What Is Oxy-fuel Cutting?- Process, Pros, and Cons

What is Oxy-fuel cutting?

One thermal cutting process is called oxy-fuel cutting, wherein a fuel gas or fuel combination (the most common gaseous fuel is acetylene, although propane, MAPP, propylene, and natural gas can also all be used as fuels) is burnt with oxygen in the presence of various metals.

Oxy-fuel welding and oxy-fuel cutting both melt and cut metals using fuel gases (or liquid fuels, such as gasoline or petrol) and oxygen. The first known oxygen-acetylene welding was developed in 1903 by French engineers Edmond Fouche and Charles Picard.

The use of pure oxygen or a combination of pure oxygen and a fuel gas can provide burning temperatures that, at the tip of the flame, can exceed the melting point of metal (for example, the melting point of steel) in an ambient atmosphere.

A common propane/air flame burns at around 2,250 K (1,980 °C; 3,590 °F), a propane/oxygen flame burns at around 2,526 K (2,253 °C; 4,087 °F), an oxyhydrogen flame burns at 3,073 K (2,800 °C; 5,072 °F) and an acetylene/oxygen flame burns at approximately 3,773 K (3,500 °C; 6,332 °F) allowing for tailored thermal cutting processes to accomplish productive results in varied industrial settings and many specialized applications.

• _STORED DATA_
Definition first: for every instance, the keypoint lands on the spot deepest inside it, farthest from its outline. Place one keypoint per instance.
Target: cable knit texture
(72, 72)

• _WORK TO COMPLETE_
Do statements (a), (b), and (c) agree with the oxy-fuel cutting text above? For each, answer yes or no and quote the deciding words. (a) Acetylene is the most common gaseous fuel used in oxy-fuel cutting. (b) The first known oxygen-acetylene welding was developed in 1913. (c) A propane/oxygen flame burns hotter than an acetylene/oxygen flame.

• _THE REPLY_
(a) Yes: "the most common gaseous fuel is acetylene"
(b) No: "The first known oxygen-acetylene welding was developed in 1903 by French engineers Edmond Fouche and Charles Picard."
(c) No: "a propane/oxygen flame burns at around 2,526 K (2,253 °C; 4,087 °F)" and "an acetylene/oxygen flame burns at approximately 3,773 K (3,500 °C; 6,332 °F)"